## Start

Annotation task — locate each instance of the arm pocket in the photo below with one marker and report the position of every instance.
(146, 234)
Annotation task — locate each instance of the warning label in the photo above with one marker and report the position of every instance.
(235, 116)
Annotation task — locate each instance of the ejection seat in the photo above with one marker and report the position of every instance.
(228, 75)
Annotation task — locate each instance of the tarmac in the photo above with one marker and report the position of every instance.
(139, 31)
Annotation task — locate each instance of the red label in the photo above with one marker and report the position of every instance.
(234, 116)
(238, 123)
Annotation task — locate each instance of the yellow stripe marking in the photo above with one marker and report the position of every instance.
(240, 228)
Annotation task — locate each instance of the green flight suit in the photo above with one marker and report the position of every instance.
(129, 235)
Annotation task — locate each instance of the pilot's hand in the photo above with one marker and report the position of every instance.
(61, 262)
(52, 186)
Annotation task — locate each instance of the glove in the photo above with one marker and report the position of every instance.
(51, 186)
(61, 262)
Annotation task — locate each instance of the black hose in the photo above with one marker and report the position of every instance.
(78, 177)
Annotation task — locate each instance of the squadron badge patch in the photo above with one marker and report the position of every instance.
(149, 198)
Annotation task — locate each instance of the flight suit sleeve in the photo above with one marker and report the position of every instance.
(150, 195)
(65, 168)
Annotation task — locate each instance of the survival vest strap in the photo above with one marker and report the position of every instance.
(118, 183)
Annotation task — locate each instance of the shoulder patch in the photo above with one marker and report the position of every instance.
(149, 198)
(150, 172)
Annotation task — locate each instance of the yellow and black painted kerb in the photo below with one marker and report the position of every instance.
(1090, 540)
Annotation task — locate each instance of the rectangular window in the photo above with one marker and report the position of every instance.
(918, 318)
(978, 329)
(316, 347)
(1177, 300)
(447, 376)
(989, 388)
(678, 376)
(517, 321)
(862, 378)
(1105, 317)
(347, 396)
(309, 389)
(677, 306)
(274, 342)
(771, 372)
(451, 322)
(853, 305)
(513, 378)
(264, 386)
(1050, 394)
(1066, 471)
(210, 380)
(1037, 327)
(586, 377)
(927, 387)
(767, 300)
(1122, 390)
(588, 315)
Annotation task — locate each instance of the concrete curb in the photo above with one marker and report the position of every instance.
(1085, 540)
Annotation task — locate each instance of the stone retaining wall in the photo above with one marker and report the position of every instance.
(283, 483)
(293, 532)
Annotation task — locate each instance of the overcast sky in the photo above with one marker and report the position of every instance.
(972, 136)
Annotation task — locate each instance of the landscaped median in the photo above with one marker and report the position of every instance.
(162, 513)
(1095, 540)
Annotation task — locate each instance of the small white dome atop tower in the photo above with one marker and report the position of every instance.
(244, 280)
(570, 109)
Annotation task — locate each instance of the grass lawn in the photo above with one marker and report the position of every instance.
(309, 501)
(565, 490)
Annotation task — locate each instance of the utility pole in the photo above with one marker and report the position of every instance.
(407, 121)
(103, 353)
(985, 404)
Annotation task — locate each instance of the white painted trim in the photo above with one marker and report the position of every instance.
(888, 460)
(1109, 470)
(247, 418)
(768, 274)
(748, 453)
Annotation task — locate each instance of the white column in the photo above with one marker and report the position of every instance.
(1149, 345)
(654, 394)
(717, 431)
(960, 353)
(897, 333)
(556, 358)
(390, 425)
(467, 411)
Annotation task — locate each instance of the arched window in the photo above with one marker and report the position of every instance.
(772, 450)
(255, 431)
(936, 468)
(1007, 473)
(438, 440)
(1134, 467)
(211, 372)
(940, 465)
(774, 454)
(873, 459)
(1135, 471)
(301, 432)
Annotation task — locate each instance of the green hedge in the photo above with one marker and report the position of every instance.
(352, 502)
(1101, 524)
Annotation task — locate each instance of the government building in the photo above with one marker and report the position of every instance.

## End

* [Set problem] Rewrite the whole listing above as a numbered list with one line per entry, leaving out any blank lines.

* [Final result]
1. Annotation task — locate each instance of the arm pocket in the photo below with one marker and report the position of every instance.
2. (146, 234)
3. Annotation task — locate each instance of the warning label in the photo above with one marker and report the position of every instance.
4. (235, 116)
5. Annotation task — locate each instance of the ejection seat in the photo above with one marker and report the position of every instance.
6. (228, 75)
7. Annotation task — locate each instance of the tarmac in the photo above with one marker and report the position of every instance.
8. (139, 31)
9. Annotation task — locate each instance of the red label in the photo above with one marker and report the position of every instance.
10. (234, 116)
11. (238, 123)
12. Annotation task — locate each instance of the yellow stripe marking in the photo above with one marker and report the position of every instance.
13. (240, 228)
14. Annotation task — locate each instance of the green flight suit in the photo above with one marker and report the position of every instance.
15. (129, 235)
16. Annotation task — locate each instance of the pilot's hand in the photo above with one marker and report the position of every instance.
17. (61, 262)
18. (52, 186)
19. Annotation task — locate each instance of the glove in the photo above with one marker and report the position of every instance.
20. (51, 186)
21. (61, 262)
22. Annotation task — locate each instance of the black hose in the photo above with one marker and report the position of every instance.
23. (78, 177)
24. Annotation task — locate each instance of the squadron badge patch in the photo above with one marker and report the position of every instance.
25. (149, 198)
26. Annotation task — locate each instance of the flight suit sleeve in the photo above with one marker and report the position of every instance.
27. (150, 195)
28. (65, 168)
29. Annotation task — locate each instance of the survival vest strap in the photo above with one marker and report the position of every instance.
30. (118, 183)
31. Annotation task — locate each instance of the shoulder patch in the photo above with one marker and report the position of every instance.
32. (149, 198)
33. (150, 172)
34. Annotation task — locate each instance of the yellow and black painted kerb in the photo below with one marker and report the position of every instance.
35. (1090, 540)
36. Annotation task — locate each instance of the rectangular window in the photo above with one marker and report the position of every instance.
37. (918, 318)
38. (978, 329)
39. (316, 347)
40. (1177, 300)
41. (447, 376)
42. (989, 388)
43. (678, 376)
44. (517, 321)
45. (862, 378)
46. (1105, 317)
47. (347, 396)
48. (309, 389)
49. (677, 306)
50. (274, 342)
51. (771, 372)
52. (451, 322)
53. (853, 305)
54. (513, 378)
55. (264, 386)
56. (1050, 394)
57. (1066, 471)
58. (210, 380)
59. (1037, 327)
60. (586, 377)
61. (927, 387)
62. (767, 300)
63. (1122, 390)
64. (588, 315)
65. Annotation task — locate each instance of the concrete curb in the photo above with one marker and report the position of every instance.
66. (1085, 540)
67. Annotation task — locate each instance of the stone retaining wall in the photo above with one marker and report the position of every instance.
68. (283, 483)
69. (293, 532)
70. Annotation task — locate each instance of the overcast sky in the photo above with one marker and report the position of every instance.
71. (972, 136)
72. Annotation task — locate each instance of the landscaped median in the photo above with one marker and report the position of every instance.
73. (162, 513)
74. (1095, 540)
75. Annotation task — locate each instance of the small white dome atop tower in the photo above with one marker and report the position of every instance.
76. (244, 280)
77. (570, 109)
78. Annotation task — locate each instance of the grass lawn in the photo above with one marker and report the position of every instance.
79. (309, 501)
80. (565, 490)
81. Annotation task — locate each instance of the utility pole in the photo above with one marker and report the position of every instance.
82. (407, 121)
83. (103, 353)
84. (985, 404)
85. Annotation task — locate each instance of the white painted trim in the photo above with one marker and report the position of every instance.
86. (888, 460)
87. (1109, 470)
88. (247, 418)
89. (768, 274)
90. (748, 453)
91. Annotation task — locate each instance of the white column in the photo above with one marker and report the position of every instance.
92. (1149, 345)
93. (654, 394)
94. (717, 431)
95. (960, 353)
96. (897, 333)
97. (556, 358)
98. (390, 425)
99. (467, 411)
100. Annotation task — locate each instance of the arched window in the photo above with one marker and report the position of every instance.
101. (772, 450)
102. (255, 431)
103. (936, 468)
104. (1007, 473)
105. (438, 440)
106. (1134, 467)
107. (211, 372)
108. (940, 465)
109. (774, 454)
110. (873, 459)
111. (1135, 471)
112. (301, 432)
113. Annotation task — locate each instance of the green hedge in the photo above with one marker and report the position of every instance.
114. (352, 502)
115. (1101, 524)
116. Annotation task — locate each instance of the government building in the photo above with one marker and report the position of every instance.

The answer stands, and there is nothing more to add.